> _Work instructions_
Reproduce the following passage about removing the television from the bedroom word for word, in full.

> _Provided passage_

-- BEGIN --

Before we made the decision to intentionally live with less, we were just a typical family of four living in the suburbs. But since finding a rational approach to minimalism, our lives have changed in countless ways – some big, some small.
One change that seemed small at the time actually had a profound impact on the quality of our lives, marriage, and family. We removed the television from our bedroom. At first, it was just a 30-day experiment. But given the overwhelming benefits that accompanied its removal, it is a change we look back on with great fondness.
Consider the benefits:
1. More/Better sleep. The same statistics that tell us Americans watch over 35 hours of television/week are the same statistics that make it clear the lure of the screen is just too strong to turn off. No one sets out to spend 5 hours/day watching television. The temptation is too great… especially when we are tired. Not only does television in the bedroom keep us up later at night, but there are also studies that indicate watching television before bed actually disrupts sleep cycles. Removing the television from your bedroom results in more sleep and better sleep… which means you’ll have a better rested, more productive day.
2. What you think about last matters. The evening provides valuable opportunity to meditate, evaluate, and assess your day. This examination leads to learning from our mistakes and growing as humans. Unfortunately, many people will sacrifice this opportunity for the sake of entertainment.
3. What you think about first matters. Every morning begins with a clean slate and brand new opportunities. Allowing your television to guide your morning thoughts takes that blank canvas and begins painting. We would be wise to choose carefully who/what directs our morning thoughts rather than blindly allowing television producers to do it for us. After all, it sets the stage for the rest of the day.

-- END --

> _Information shown_
-- BEGIN --

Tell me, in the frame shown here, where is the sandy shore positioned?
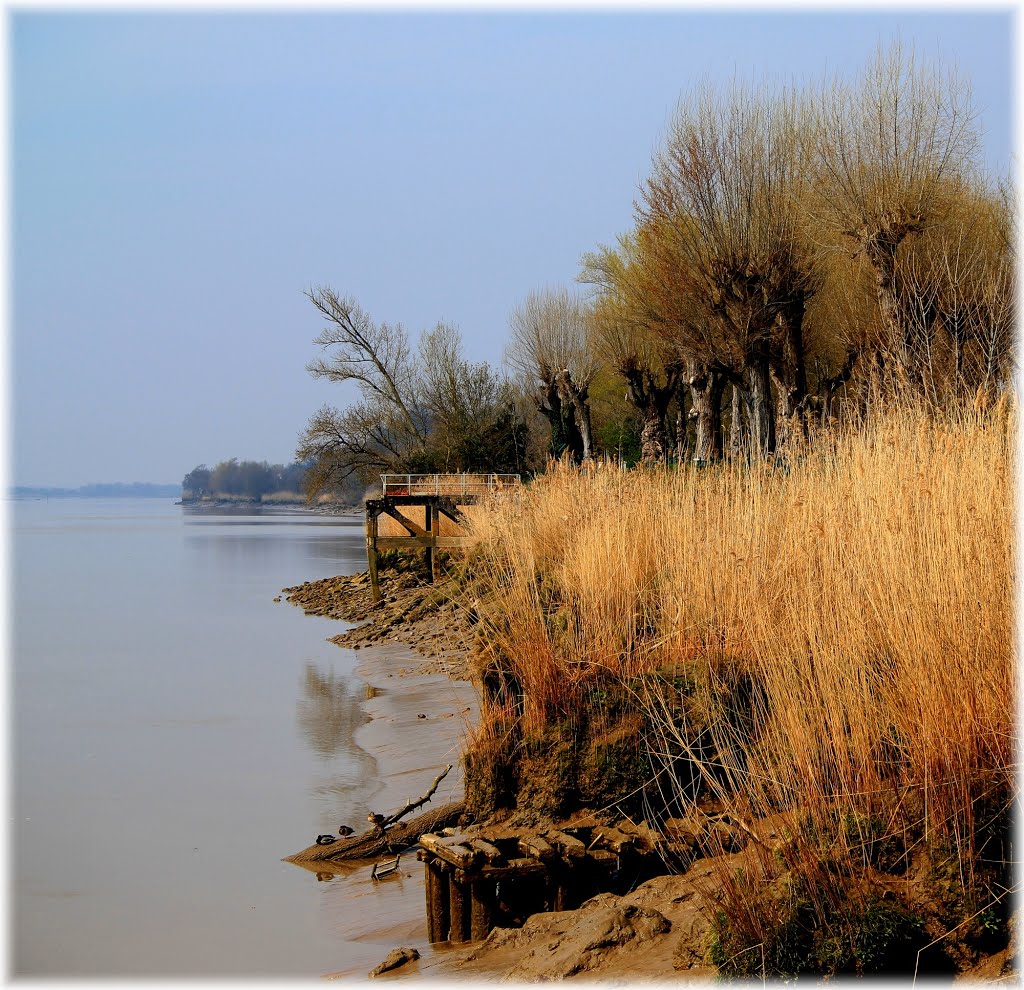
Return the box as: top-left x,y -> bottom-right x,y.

-- END --
-- BEGIN --

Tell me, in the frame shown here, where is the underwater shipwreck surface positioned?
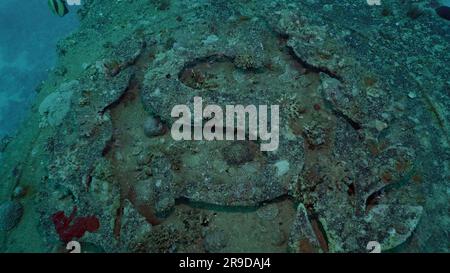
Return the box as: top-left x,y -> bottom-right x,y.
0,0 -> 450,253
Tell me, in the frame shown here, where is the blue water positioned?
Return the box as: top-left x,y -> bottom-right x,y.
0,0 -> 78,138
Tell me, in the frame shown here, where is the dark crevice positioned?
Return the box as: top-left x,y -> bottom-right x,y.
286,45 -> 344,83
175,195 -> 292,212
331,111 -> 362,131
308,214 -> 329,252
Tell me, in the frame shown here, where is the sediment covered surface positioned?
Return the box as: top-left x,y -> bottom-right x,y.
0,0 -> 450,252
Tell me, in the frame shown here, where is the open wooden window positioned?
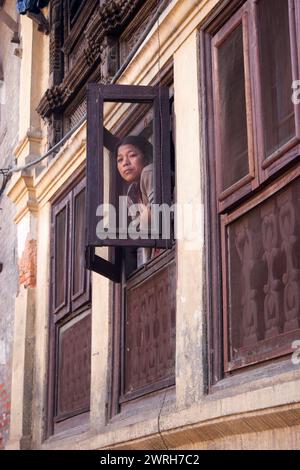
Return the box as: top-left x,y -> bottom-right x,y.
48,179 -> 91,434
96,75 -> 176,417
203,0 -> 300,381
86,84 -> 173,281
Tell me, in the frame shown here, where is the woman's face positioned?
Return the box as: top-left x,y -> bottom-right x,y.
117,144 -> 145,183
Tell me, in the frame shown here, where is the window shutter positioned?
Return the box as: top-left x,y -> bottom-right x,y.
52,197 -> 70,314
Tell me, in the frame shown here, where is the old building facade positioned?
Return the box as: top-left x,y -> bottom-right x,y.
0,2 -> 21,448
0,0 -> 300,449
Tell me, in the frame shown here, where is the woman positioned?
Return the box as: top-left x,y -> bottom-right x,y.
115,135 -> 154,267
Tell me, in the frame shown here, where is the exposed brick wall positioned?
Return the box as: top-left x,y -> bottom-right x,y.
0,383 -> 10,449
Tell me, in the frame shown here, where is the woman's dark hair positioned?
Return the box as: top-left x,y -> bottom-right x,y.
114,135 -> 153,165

-- END --
-- BEGIN --

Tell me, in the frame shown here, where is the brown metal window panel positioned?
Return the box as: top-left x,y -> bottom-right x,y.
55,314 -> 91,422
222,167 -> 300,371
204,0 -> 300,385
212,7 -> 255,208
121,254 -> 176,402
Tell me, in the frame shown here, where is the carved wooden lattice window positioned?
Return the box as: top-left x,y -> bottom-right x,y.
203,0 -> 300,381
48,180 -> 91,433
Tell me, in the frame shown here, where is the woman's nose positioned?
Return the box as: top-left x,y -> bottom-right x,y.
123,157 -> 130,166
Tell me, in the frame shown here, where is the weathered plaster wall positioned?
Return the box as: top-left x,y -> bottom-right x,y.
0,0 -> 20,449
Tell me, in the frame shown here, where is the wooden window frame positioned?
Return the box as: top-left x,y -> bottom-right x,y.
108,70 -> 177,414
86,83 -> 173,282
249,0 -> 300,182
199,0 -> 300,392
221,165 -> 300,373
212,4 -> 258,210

-- END --

> _Answer for the task_
Before we made the decision to intentionally live with less, we were just a typical family of four living in the suburbs. But since finding a rational approach to minimalism, our lives have changed in countless ways – some big, some small.
One change that seemed small at the time actually had a profound impact on the quality of our lives, marriage, and family. We removed the television from our bedroom. At first, it was just a 30-day experiment. But given the overwhelming benefits that accompanied its removal, it is a change we look back on with great fondness.
Consider the benefits:
1. More/Better sleep. The same statistics that tell us Americans watch over 35 hours of television/week are the same statistics that make it clear the lure of the screen is just too strong to turn off. No one sets out to spend 5 hours/day watching television. The temptation is too great… especially when we are tired. Not only does television in the bedroom keep us up later at night, but there are also studies that indicate watching television before bed actually disrupts sleep cycles. Removing the television from your bedroom results in more sleep and better sleep… which means you’ll have a better rested, more productive day.
2. What you think about last matters. The evening provides valuable opportunity to meditate, evaluate, and assess your day. This examination leads to learning from our mistakes and growing as humans. Unfortunately, many people will sacrifice this opportunity for the sake of entertainment.
3. What you think about first matters. Every morning begins with a clean slate and brand new opportunities. Allowing your television to guide your morning thoughts takes that blank canvas and begins painting. We would be wise to choose carefully who/what directs our morning thoughts rather than blindly allowing television producers to do it for us. After all, it sets the stage for the rest of the day.